(Pointing and labeling records)
▽
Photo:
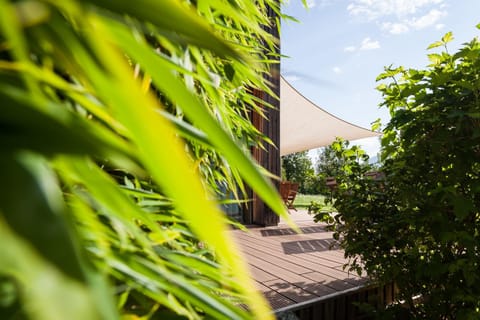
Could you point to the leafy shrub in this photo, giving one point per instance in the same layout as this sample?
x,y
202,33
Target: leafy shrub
x,y
120,120
419,223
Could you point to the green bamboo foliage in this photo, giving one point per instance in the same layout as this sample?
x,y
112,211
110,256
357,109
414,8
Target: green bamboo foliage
x,y
120,122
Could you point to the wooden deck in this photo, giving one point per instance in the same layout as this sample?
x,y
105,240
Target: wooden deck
x,y
291,268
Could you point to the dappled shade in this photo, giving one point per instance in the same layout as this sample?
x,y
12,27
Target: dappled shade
x,y
305,126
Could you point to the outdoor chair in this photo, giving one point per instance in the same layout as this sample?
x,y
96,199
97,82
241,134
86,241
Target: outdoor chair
x,y
292,193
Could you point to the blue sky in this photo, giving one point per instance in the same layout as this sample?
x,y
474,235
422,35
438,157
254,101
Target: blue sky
x,y
340,46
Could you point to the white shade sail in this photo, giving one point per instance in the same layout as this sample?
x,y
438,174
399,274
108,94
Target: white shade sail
x,y
305,126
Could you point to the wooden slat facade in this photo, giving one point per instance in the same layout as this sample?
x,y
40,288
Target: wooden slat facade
x,y
302,274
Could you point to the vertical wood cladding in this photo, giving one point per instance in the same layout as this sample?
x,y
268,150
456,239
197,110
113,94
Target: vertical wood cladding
x,y
270,157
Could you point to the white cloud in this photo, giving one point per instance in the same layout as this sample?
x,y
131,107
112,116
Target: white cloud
x,y
395,28
350,49
369,44
399,16
311,3
374,9
427,20
416,23
291,78
366,44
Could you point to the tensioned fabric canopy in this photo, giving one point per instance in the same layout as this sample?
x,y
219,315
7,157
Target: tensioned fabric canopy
x,y
305,126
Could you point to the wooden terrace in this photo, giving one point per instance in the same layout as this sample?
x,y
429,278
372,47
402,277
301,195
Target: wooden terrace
x,y
296,270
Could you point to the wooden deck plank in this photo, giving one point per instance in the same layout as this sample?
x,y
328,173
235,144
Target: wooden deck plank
x,y
290,268
324,258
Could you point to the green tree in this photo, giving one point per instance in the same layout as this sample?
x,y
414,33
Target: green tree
x,y
419,225
297,167
119,121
△
• Set problem: Copy the records exactly, starting at the line that contains "Could you point to the green tree" and continuing through the end of the records, with both ends included.

• Complete response:
Could you point to the green tree in this photo, giving one point per instance in the same layout as this sample?
x,y
414,33
Target: green tree
x,y
419,225
297,167
119,121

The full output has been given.